Exercise aim —
Using the string "Where" as the key, pull each matching line out of the records below.

Stored data entries —
-- -- --

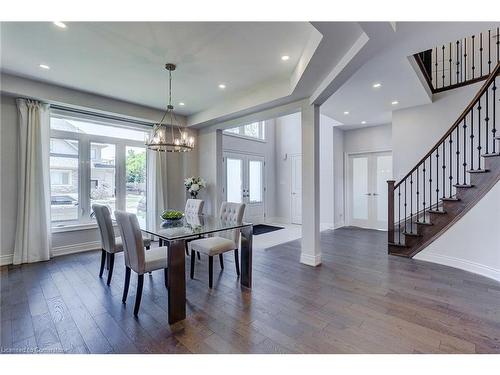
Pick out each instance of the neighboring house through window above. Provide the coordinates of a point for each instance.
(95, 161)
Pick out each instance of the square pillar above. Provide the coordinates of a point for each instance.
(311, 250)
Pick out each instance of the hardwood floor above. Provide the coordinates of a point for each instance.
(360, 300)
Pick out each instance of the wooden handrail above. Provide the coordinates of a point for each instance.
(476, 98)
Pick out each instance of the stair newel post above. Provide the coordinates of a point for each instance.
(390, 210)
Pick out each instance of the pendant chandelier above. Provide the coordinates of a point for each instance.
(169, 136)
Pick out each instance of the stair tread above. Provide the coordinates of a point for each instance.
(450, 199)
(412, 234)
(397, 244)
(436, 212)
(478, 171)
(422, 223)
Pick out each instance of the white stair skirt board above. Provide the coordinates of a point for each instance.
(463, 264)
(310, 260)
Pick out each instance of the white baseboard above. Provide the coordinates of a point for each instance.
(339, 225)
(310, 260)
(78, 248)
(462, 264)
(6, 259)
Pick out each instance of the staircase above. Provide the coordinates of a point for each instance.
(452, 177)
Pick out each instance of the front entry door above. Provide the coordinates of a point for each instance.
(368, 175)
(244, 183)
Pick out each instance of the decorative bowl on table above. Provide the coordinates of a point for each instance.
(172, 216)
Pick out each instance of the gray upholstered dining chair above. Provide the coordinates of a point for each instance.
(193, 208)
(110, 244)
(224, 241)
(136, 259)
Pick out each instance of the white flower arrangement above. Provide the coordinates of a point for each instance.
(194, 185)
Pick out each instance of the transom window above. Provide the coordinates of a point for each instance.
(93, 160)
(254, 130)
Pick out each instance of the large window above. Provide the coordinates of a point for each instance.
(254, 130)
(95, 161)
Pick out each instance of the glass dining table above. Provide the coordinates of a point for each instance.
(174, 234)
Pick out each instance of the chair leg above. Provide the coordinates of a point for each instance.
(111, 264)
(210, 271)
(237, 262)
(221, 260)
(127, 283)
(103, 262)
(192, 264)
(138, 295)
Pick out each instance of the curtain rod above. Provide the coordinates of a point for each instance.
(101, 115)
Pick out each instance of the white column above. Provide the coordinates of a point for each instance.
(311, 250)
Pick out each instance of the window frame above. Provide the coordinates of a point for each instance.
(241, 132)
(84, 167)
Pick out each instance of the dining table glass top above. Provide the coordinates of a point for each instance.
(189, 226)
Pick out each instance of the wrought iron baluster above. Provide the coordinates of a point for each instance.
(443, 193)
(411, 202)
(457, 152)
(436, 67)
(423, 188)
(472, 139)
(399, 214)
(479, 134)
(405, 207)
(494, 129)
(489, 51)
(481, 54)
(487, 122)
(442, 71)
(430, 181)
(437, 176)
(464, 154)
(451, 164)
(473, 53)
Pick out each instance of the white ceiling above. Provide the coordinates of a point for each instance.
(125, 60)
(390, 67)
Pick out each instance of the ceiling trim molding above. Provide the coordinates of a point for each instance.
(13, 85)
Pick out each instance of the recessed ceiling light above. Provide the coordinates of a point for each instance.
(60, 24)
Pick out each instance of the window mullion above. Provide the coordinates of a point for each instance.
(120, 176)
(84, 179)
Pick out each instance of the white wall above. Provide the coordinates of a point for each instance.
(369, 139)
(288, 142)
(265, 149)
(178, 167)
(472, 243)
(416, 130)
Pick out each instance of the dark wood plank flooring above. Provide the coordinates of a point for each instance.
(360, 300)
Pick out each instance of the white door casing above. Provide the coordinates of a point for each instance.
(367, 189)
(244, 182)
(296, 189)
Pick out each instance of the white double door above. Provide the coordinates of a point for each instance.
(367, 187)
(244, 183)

-- -- --

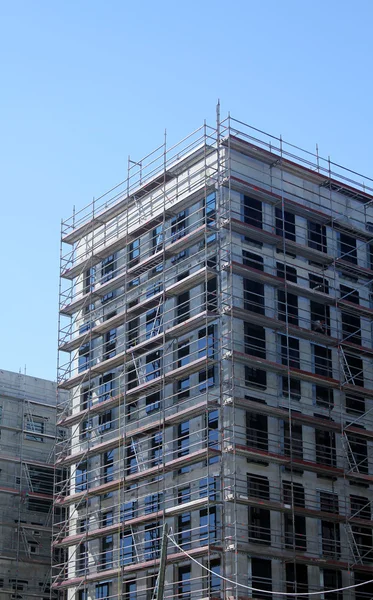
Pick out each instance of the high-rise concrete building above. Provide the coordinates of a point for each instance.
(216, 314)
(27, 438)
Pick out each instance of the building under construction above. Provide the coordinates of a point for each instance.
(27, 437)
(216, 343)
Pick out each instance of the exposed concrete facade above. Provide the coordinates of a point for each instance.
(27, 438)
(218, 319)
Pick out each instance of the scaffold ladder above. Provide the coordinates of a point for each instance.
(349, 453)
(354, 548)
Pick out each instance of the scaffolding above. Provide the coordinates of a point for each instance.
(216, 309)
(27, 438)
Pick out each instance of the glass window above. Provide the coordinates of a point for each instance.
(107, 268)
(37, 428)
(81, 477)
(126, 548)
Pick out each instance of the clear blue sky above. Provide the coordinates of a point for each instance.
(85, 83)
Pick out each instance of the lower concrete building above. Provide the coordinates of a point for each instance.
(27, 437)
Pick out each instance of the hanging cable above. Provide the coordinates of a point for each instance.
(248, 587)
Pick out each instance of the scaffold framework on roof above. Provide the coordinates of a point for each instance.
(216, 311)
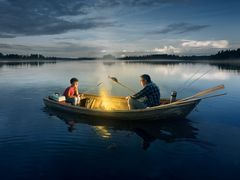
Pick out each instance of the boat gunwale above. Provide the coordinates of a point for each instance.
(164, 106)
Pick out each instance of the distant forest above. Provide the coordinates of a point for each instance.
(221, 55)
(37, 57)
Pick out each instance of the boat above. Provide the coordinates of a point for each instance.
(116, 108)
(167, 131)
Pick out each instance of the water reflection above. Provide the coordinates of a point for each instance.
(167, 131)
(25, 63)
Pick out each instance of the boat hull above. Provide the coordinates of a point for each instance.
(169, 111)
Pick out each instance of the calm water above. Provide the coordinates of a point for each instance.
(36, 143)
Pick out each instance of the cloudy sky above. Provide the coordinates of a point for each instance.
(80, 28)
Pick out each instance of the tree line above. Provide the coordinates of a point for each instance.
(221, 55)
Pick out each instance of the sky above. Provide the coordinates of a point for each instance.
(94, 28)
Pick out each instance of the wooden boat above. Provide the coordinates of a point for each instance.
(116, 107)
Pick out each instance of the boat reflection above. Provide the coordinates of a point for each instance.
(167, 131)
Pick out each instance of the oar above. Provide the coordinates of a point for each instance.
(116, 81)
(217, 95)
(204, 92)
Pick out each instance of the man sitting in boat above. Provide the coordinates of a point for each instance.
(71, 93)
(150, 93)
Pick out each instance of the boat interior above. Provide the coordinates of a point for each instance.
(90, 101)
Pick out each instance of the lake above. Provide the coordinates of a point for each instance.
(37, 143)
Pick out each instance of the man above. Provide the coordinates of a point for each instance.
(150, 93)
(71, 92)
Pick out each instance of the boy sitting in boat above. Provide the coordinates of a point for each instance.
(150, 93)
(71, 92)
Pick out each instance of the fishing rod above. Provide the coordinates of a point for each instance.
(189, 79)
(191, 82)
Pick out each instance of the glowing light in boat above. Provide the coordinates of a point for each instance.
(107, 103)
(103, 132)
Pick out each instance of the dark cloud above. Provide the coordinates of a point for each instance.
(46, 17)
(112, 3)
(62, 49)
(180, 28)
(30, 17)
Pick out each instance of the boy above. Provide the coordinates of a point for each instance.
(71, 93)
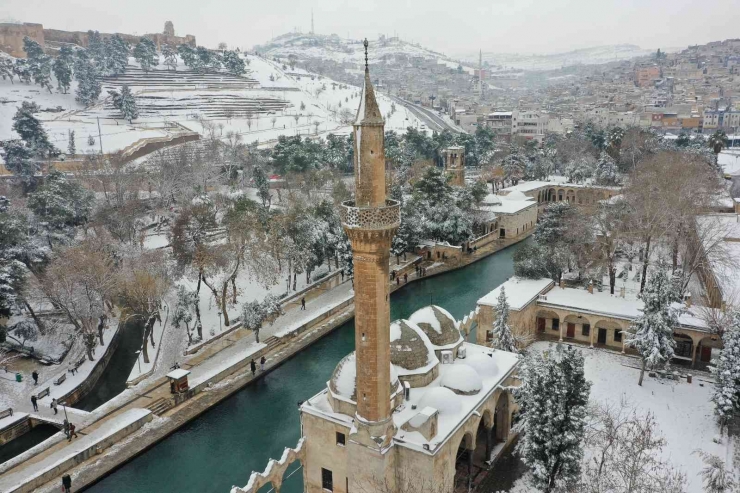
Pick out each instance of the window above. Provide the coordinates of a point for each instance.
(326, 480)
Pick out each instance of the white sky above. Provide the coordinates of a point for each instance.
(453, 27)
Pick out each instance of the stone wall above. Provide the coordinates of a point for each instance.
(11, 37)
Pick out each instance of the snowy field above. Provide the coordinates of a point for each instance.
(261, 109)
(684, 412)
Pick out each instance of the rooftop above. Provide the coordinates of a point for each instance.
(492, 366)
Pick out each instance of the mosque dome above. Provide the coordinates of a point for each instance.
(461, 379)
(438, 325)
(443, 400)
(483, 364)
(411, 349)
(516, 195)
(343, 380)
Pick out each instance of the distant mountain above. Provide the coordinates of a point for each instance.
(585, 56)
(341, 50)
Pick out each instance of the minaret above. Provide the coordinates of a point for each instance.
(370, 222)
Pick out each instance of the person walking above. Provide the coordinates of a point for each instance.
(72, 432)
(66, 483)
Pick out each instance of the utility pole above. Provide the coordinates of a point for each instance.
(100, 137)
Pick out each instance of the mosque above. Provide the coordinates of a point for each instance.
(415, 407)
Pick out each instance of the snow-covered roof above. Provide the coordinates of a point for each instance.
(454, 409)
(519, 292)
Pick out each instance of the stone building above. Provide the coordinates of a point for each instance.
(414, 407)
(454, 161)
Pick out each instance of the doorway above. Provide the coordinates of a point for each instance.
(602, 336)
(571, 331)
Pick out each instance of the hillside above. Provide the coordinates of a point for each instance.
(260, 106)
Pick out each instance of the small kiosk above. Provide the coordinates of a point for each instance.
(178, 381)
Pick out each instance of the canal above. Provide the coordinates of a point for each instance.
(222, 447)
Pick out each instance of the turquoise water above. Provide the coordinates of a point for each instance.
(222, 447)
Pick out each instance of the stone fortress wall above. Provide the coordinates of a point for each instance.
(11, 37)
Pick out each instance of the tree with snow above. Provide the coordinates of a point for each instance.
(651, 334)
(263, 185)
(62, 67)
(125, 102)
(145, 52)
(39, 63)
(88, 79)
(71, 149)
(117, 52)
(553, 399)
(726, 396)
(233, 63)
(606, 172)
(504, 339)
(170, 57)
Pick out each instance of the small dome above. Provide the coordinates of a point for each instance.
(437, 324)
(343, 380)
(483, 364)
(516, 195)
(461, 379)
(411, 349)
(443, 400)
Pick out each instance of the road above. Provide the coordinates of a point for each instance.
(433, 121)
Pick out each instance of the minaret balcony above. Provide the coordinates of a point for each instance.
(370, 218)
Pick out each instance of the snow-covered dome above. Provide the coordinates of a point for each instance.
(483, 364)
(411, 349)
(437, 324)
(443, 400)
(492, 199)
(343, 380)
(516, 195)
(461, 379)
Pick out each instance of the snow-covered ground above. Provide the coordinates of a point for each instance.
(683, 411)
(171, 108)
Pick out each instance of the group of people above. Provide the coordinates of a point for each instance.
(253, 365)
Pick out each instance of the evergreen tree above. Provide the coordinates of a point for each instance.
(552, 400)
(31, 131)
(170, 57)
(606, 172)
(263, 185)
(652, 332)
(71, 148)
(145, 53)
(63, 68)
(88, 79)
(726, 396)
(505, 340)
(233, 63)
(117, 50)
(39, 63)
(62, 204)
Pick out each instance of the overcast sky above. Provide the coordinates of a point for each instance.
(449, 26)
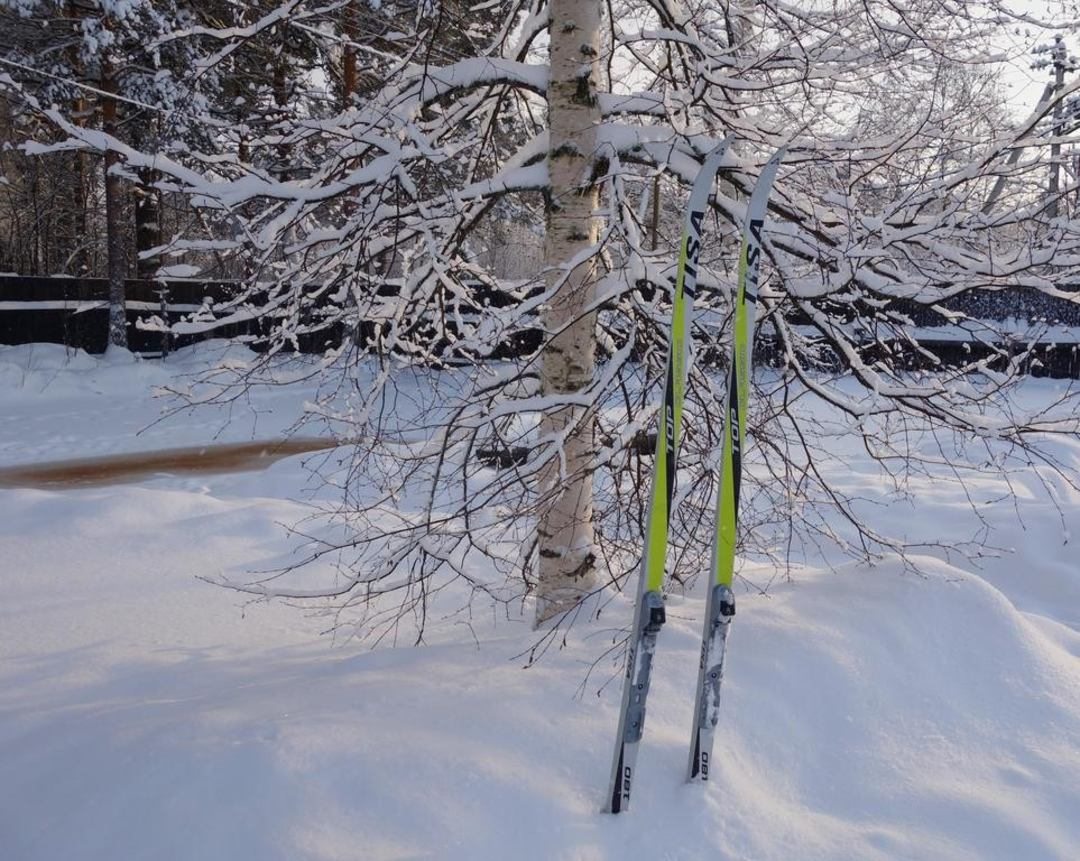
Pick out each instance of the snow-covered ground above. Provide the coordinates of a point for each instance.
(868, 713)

-- -- --

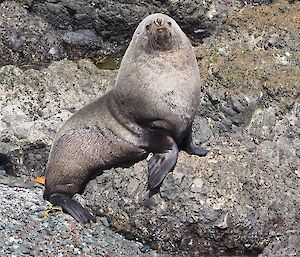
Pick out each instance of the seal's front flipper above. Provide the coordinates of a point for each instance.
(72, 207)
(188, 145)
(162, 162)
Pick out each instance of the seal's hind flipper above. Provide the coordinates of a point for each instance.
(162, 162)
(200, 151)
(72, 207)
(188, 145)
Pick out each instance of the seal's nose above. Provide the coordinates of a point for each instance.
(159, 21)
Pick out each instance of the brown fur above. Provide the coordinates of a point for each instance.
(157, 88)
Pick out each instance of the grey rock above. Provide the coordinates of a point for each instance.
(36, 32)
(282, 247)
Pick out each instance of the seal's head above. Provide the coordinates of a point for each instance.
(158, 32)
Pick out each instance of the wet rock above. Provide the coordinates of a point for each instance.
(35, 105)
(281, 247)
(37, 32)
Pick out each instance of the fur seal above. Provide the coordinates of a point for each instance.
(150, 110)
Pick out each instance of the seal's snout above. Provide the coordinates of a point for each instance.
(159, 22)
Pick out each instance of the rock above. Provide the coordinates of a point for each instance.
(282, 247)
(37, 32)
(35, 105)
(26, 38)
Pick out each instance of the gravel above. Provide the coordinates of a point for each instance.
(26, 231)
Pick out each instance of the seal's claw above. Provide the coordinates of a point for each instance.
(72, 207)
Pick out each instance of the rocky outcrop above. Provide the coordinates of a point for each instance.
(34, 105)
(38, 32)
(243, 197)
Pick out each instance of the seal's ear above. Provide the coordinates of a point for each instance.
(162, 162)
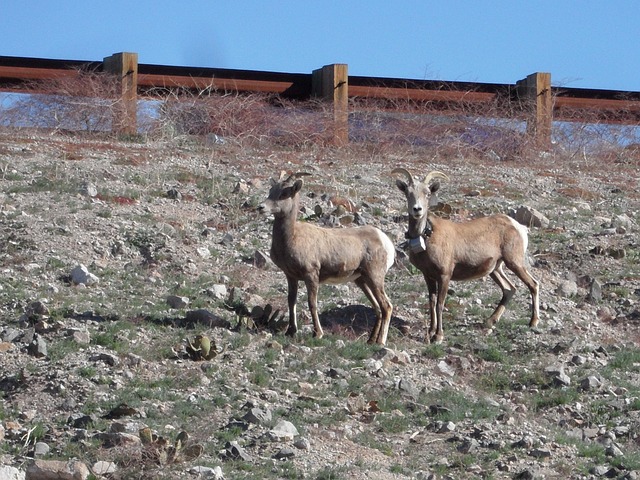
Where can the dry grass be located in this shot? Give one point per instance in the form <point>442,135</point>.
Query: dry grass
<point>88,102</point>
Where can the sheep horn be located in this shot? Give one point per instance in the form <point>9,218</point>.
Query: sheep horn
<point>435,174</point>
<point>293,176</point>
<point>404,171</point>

-- -- --

Written answer —
Where can the dry grass be located in this shot? Give one point per instance in the form <point>442,135</point>.
Where can the sheep horn be located in this shot? Give one point per instance in the form <point>9,218</point>.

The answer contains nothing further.